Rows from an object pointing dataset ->
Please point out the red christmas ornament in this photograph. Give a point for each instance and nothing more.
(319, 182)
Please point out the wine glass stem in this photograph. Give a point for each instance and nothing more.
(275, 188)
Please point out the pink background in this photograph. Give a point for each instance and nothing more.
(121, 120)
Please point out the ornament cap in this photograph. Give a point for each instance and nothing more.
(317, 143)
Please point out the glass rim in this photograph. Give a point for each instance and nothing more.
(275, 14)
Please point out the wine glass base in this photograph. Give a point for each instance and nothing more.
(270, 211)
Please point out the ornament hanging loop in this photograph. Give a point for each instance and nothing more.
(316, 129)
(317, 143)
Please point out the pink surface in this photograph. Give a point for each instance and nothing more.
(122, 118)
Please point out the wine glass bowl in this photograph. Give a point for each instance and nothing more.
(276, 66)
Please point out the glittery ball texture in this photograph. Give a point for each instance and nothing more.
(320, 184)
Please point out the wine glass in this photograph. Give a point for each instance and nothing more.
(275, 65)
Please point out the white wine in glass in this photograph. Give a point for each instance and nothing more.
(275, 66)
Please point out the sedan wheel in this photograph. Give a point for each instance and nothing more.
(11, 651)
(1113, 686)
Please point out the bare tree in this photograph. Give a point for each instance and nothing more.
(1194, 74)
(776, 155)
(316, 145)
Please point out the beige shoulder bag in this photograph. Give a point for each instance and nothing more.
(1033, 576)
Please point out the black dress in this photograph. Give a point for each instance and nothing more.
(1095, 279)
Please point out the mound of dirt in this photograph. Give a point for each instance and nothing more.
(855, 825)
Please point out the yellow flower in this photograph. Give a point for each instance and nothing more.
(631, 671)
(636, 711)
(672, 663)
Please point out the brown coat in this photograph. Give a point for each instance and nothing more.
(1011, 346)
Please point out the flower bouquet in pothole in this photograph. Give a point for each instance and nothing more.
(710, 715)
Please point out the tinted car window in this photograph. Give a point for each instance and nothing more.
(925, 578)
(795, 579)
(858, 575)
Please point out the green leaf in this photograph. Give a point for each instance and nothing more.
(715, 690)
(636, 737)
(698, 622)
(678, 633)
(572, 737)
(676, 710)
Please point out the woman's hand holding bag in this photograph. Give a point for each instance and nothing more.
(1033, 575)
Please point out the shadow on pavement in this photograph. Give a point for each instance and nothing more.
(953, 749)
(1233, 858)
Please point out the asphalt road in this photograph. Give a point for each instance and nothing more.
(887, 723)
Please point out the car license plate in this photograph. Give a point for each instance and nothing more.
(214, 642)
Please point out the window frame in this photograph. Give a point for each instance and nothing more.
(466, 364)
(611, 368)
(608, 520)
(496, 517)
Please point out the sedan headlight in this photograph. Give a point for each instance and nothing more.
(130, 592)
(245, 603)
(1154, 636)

What is needed -> Reproduce all of the data above verbatim, line by line, with nothing changed or left out.

Exercise result ->
Please point out the red christmas ornament in this photograph. Give a point for each instance and nothing more.
(319, 182)
Please point out the wine glass stem in this photograph. Give a point for each instance and nothing more.
(275, 188)
Please point out the pink background in this photograph. Give a point for each instance and nothing more.
(121, 120)
Please point out the ornament cap in this photograph. Give a point for each instance and nothing more.
(317, 143)
Please point out the glass rim in this photograph. Give a point for each instance and nothing more.
(275, 14)
Please point out the wine glass base in this photograph. Give a point for each instance and nothing more.
(270, 211)
Please point out the ornament hanging loop in this photograph. Give a point for each instance and nothing more.
(316, 129)
(317, 143)
Please point out the pink surface in this photograph. Give a point for each instance and nothing more.
(122, 118)
Please point out the wine glass bowl in this photograph. Give a point for each instance and nothing more.
(276, 66)
Please point out the glittery ball texture in this photograph. Give a point for each instance and nothing more.
(320, 184)
Please point out the wine glass in this photograph. Give a point for each instance and nothing more.
(275, 65)
Please point out the white wine in glass in this photograph. Give a point for each instance and nothing more.
(275, 66)
Please point out the sedan wheel in this photograph. Give a point for each instance and nothing more.
(11, 651)
(1113, 686)
Please point out the bare tree in this photograph. Give a point for each instance and nothing more.
(1194, 74)
(776, 155)
(316, 145)
Please point out the beige shoulder bag in this photograph. Give a point for each instance and nothing more.
(1033, 576)
Please point out the black dress in this photograph. Give a point for each instance and nothing more.
(1095, 279)
Please point out the mound of dirt in this photograph. Give a point for each instance and nothing more.
(855, 825)
Please point out the yellow flower in this photograph. Give a point for each instance and nothing more.
(631, 671)
(636, 711)
(672, 663)
Please point out the brown coat in this photograph. Give a point for each instance and nothing more.
(1011, 346)
Please point out the flower bouquet in pothole in this photograph. Give a point for each instance and nothing more.
(710, 715)
Please point out the tinted car window in this photograph. Give a point for each instance and nothing more.
(925, 578)
(795, 579)
(858, 575)
Please point out the green leaf in this photograph. Give a point for each instance and nothing more.
(715, 690)
(636, 737)
(698, 622)
(678, 633)
(572, 737)
(676, 710)
Please point out the woman's hand holding bag in this photograph. Give a point for each instance and nothing more.
(1033, 575)
Please point out the shadow on pavement in this photograph. Give a point for each instance and nothing more.
(953, 749)
(1233, 858)
Please point out the asphalt road in this photograph. Give a point for each instance and nothing more.
(887, 723)
Please point out the car license plate in this photograph. Give a point for each instance and nothing more.
(214, 642)
Please point out the window frame in this photograph. Give a point for each instance and nothing more.
(466, 364)
(611, 368)
(608, 520)
(496, 517)
Please point out the sedan headlight in this photograph. Give a point for each instance and nothing more.
(130, 592)
(245, 603)
(1154, 636)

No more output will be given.